#### What the exercise asks:
Reproduce the data in full, exactly as it appears.

#### Material provided:

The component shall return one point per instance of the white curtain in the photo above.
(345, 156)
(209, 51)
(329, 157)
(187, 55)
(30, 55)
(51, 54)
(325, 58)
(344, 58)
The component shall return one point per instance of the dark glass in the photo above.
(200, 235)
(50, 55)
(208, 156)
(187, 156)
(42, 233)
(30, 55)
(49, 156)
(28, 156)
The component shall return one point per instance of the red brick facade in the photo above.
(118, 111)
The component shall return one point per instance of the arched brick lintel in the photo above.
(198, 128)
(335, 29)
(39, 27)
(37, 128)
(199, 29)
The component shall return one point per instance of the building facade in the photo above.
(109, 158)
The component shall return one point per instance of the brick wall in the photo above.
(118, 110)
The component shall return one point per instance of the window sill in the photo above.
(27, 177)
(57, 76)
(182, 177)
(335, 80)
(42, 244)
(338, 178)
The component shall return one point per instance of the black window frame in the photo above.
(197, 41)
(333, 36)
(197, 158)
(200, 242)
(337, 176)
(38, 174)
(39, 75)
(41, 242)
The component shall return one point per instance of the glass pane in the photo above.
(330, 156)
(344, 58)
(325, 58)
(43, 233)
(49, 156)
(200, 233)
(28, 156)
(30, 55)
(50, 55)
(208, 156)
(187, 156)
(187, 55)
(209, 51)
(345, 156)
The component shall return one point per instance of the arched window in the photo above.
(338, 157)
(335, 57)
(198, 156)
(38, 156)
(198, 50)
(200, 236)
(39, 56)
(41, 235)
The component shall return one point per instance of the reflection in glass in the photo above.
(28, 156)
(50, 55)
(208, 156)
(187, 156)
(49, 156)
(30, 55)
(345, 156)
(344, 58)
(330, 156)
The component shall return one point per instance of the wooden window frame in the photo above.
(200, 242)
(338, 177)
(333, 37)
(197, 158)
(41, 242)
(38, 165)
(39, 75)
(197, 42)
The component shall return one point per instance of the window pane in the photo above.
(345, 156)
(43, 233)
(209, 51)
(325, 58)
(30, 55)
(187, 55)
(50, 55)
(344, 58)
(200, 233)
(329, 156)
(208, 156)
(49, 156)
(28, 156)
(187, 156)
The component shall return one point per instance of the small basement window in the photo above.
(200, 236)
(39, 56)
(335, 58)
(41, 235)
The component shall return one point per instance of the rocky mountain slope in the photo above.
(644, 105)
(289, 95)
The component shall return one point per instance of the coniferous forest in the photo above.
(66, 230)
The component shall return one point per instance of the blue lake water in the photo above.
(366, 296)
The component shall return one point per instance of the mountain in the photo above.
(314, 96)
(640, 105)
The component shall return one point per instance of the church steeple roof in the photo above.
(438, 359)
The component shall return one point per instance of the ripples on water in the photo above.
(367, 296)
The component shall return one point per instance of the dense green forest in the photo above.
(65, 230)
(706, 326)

#### Solution below:
The component shall return one point per instance of the white curtain in the photo above.
(345, 156)
(209, 51)
(329, 157)
(187, 55)
(30, 55)
(51, 54)
(325, 58)
(344, 58)
The component shall return one point per instance of the dark glass in the photo above.
(200, 235)
(50, 55)
(208, 156)
(187, 156)
(42, 233)
(30, 55)
(49, 156)
(28, 156)
The component shall return one point per instance of the red brick facade in the photo above.
(118, 111)
The component shall return one point per instance of the arched brick lintel in the photo above.
(198, 128)
(335, 29)
(39, 27)
(37, 128)
(199, 29)
The component shall return one point per instance of the building facade in the photo above.
(109, 158)
The component shall return one point per instance of the brick wall in the photo above.
(118, 110)
The component shall return one point per instance of the window sill in the photo above.
(27, 177)
(57, 76)
(182, 177)
(335, 80)
(42, 244)
(338, 178)
The component shall return one point per instance of the black window frame in the photo above.
(197, 41)
(333, 36)
(197, 158)
(200, 242)
(337, 176)
(38, 174)
(39, 75)
(41, 242)
The component shall return one point per instance of the glass pane in the photo above.
(330, 156)
(344, 58)
(325, 58)
(43, 233)
(49, 156)
(200, 233)
(28, 156)
(30, 55)
(50, 55)
(208, 156)
(187, 156)
(187, 55)
(209, 51)
(345, 156)
The component shall return one point per instance of the arched window in the photo above.
(338, 157)
(335, 57)
(198, 156)
(38, 156)
(198, 50)
(200, 236)
(39, 56)
(41, 235)
The component shall return one point per instance of the reflection in glass in the photo above.
(28, 156)
(50, 55)
(208, 156)
(187, 156)
(49, 156)
(30, 55)
(345, 156)
(344, 58)
(330, 156)
The component shall return one point per instance of the wooden window frame in the photo above.
(200, 242)
(338, 177)
(333, 37)
(197, 158)
(41, 242)
(38, 165)
(39, 75)
(197, 42)
The component shall return one point per instance of the window pane in the photo above.
(345, 156)
(43, 233)
(209, 51)
(325, 58)
(30, 55)
(187, 55)
(50, 55)
(344, 58)
(200, 233)
(329, 156)
(208, 156)
(49, 156)
(28, 156)
(187, 156)
The component shall return one point per instance of the small basement window in the photo above.
(200, 236)
(39, 56)
(335, 58)
(41, 235)
The component shall return one point per instance of the rocky mountain slope in the photo above.
(644, 105)
(289, 95)
The component shall return one point per instance of the coniferous forest in the photo above.
(66, 230)
The component shall return one point per instance of the blue lake water in the photo above.
(366, 296)
The component shall return one point per instance of the mountain in the photo above.
(314, 96)
(640, 105)
The component shall return one point per instance of the church steeple roof in the photo above.
(438, 359)
The component shall return one point per instance of the ripples on water in the photo above.
(367, 296)
The component shall return one point per instance of the dense green forest in the photo above.
(65, 230)
(706, 326)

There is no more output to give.